_Requirements:_ Reproduce the material from its first line through the line holding "[(245, 232), (785, 513), (467, 331), (713, 170), (259, 434)]", inclusive, and offset every pixel coordinate in the answers by adding 55 to it. Leave the requests unchanged and include nothing past that line.

_Record extracts:_
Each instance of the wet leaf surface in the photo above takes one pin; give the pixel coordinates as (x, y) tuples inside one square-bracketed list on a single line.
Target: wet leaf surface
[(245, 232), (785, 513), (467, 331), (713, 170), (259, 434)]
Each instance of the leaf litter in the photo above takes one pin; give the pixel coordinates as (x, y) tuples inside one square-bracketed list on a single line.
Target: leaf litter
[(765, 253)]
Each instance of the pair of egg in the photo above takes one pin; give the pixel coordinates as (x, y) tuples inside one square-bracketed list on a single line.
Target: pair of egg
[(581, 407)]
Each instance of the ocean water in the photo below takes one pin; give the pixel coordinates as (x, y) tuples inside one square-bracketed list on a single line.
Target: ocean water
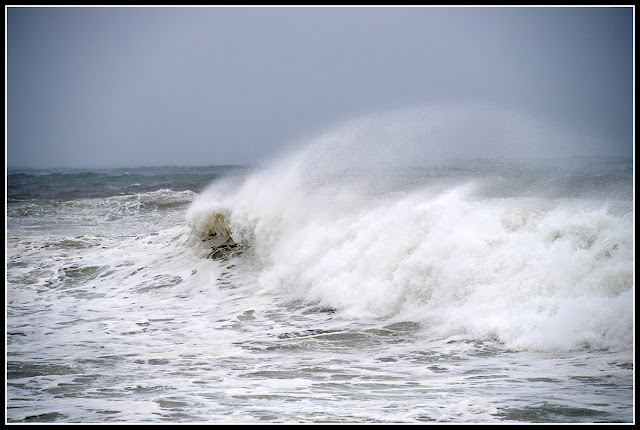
[(322, 288)]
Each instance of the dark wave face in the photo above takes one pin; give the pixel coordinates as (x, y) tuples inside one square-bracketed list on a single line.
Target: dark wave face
[(69, 184)]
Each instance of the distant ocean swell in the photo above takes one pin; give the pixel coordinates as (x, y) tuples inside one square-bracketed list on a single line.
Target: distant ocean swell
[(535, 273)]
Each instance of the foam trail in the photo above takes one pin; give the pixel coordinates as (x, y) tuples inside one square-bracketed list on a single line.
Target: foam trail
[(349, 222)]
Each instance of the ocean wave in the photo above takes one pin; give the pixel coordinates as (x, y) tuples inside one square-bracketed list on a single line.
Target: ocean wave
[(342, 223), (502, 268)]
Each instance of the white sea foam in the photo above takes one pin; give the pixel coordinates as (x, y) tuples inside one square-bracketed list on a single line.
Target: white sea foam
[(336, 229)]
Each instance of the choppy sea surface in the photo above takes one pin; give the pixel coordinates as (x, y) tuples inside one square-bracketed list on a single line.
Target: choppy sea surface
[(476, 292)]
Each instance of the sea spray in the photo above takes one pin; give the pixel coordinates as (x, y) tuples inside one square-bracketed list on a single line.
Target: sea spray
[(384, 217)]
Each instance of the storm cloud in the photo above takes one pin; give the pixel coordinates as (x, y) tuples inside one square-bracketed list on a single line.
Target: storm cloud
[(138, 86)]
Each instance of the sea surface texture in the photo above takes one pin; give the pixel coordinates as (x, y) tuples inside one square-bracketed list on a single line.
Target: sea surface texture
[(322, 288)]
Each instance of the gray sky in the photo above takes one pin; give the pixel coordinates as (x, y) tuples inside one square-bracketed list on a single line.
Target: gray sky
[(108, 87)]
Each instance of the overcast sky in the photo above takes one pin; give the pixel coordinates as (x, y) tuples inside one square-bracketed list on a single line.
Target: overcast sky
[(108, 87)]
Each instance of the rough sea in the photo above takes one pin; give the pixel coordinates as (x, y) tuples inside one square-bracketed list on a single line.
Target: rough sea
[(322, 289)]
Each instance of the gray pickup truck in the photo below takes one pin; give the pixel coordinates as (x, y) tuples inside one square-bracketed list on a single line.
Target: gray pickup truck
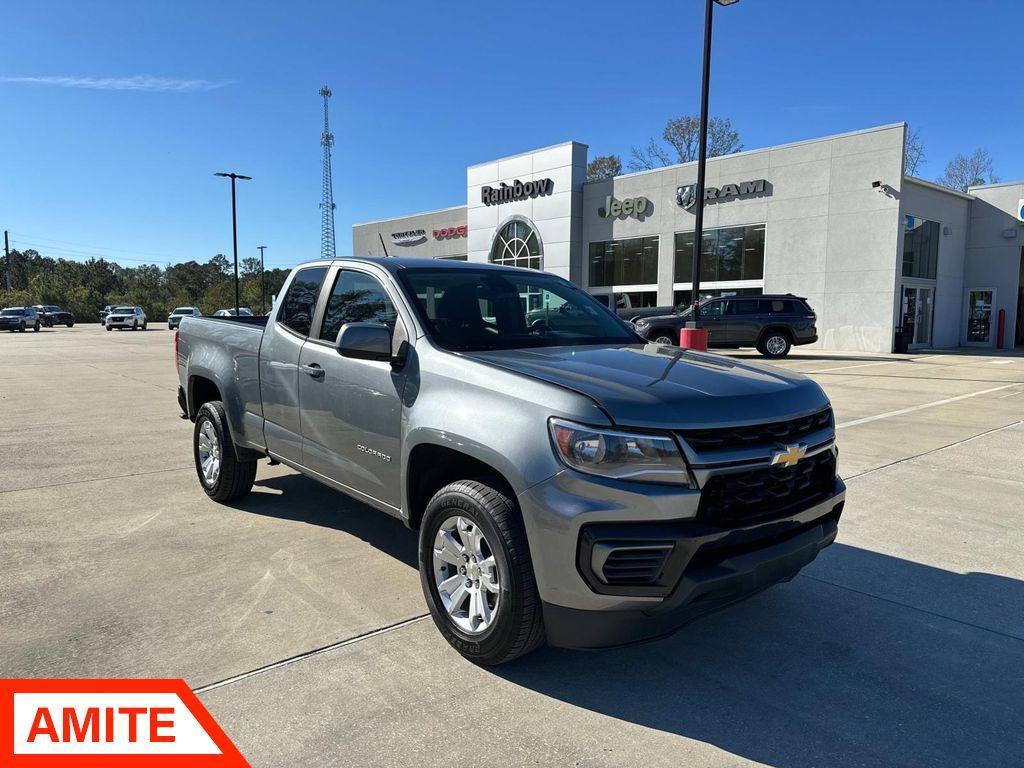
[(569, 482)]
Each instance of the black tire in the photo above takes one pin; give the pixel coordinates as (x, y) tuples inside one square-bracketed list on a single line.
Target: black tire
[(237, 477), (774, 344), (517, 627)]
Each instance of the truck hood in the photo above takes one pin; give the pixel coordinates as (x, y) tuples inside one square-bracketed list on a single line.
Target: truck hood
[(657, 386)]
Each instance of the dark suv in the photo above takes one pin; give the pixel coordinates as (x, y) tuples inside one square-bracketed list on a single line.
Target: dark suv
[(50, 315), (771, 323)]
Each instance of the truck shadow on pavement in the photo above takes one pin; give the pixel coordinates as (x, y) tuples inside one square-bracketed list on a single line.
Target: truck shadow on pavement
[(814, 674), (298, 498), (862, 659)]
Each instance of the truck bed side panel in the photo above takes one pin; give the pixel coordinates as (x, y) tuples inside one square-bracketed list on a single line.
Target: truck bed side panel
[(227, 354)]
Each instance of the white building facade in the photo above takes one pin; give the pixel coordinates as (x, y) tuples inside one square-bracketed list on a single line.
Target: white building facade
[(833, 219)]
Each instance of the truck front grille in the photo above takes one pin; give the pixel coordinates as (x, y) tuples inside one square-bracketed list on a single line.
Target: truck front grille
[(741, 498), (731, 438)]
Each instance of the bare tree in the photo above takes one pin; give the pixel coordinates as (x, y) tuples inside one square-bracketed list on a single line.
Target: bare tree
[(646, 158), (964, 171), (604, 166), (683, 135), (913, 153)]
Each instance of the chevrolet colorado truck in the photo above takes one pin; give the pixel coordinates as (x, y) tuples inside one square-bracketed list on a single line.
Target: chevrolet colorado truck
[(569, 482)]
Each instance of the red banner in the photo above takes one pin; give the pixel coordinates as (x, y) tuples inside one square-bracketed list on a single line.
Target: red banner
[(110, 724)]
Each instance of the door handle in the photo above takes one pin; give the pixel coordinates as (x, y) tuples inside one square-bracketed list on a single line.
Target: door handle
[(313, 370)]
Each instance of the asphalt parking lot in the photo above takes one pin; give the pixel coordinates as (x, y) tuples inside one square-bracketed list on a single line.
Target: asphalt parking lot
[(298, 616)]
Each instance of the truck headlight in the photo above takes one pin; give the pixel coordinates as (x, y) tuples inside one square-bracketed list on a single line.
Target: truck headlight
[(622, 456)]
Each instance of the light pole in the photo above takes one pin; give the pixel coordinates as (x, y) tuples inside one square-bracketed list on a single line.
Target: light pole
[(262, 282), (235, 232), (698, 340)]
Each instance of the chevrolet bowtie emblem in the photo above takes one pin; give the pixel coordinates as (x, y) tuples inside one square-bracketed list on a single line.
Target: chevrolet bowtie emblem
[(790, 456)]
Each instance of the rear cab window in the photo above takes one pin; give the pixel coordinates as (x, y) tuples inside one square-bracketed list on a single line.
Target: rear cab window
[(300, 302)]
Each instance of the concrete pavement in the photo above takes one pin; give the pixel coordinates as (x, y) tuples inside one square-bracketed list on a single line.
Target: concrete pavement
[(903, 644)]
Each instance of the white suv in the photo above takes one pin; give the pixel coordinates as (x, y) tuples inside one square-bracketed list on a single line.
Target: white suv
[(126, 316)]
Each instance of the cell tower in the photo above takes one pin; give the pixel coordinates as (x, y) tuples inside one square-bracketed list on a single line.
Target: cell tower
[(327, 205)]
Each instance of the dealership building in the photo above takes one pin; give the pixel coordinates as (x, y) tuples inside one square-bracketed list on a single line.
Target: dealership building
[(833, 219)]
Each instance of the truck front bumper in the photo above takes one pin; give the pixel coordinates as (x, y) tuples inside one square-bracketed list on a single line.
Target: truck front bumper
[(702, 566)]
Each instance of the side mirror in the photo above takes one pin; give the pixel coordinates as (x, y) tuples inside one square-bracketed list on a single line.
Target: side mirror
[(365, 341)]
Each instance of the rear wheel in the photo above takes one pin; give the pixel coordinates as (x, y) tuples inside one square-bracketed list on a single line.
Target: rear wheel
[(223, 477), (476, 572), (774, 344)]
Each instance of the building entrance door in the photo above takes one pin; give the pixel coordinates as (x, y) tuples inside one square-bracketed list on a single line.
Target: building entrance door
[(916, 309), (979, 316)]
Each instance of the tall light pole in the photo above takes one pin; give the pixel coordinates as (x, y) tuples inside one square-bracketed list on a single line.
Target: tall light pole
[(262, 282), (700, 340), (235, 232)]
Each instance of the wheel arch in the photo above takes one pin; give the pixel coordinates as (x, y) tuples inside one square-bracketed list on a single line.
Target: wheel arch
[(431, 466)]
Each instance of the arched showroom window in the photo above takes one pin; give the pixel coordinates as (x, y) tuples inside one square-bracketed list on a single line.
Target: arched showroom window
[(516, 244)]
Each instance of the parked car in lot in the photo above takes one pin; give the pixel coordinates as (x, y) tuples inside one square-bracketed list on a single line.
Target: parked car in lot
[(18, 318), (50, 315), (174, 318), (104, 311), (772, 324), (573, 484), (126, 317)]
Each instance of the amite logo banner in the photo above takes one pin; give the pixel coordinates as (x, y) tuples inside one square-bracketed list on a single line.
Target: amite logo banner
[(109, 723)]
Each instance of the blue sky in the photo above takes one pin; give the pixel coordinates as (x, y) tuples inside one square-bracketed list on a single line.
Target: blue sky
[(115, 115)]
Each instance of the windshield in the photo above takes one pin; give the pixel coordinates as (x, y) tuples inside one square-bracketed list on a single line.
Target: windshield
[(477, 309)]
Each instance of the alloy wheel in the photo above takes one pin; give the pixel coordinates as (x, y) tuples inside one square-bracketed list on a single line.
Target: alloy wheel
[(775, 345), (209, 454), (466, 574)]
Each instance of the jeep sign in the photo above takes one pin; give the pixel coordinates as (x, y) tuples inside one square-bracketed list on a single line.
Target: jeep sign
[(686, 196), (629, 207)]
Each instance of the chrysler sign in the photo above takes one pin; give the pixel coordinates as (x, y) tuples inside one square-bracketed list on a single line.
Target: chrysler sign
[(516, 190), (686, 196)]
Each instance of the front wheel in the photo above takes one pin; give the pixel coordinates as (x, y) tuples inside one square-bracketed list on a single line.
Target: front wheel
[(775, 344), (476, 572), (223, 477)]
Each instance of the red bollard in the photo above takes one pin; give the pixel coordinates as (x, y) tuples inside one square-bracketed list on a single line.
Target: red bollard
[(693, 338)]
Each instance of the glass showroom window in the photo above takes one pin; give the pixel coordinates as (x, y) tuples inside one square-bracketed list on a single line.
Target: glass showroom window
[(516, 245), (921, 247), (624, 262), (732, 253)]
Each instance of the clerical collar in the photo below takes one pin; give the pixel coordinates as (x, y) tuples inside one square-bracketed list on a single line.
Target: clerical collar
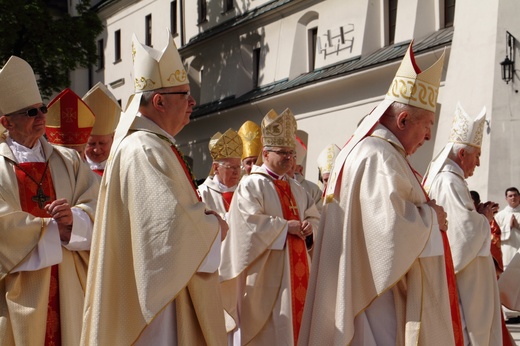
[(95, 165), (23, 154), (272, 174), (222, 187)]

_Answer below:_
Each instance of the wet leaf surface in the photo above takes one pin; give the pixel coordinates as (x, y) tuples inside one square-bracketed list on a single line.
Target: wet leaf surface
[(300, 287), (840, 568), (522, 386), (768, 225), (314, 489)]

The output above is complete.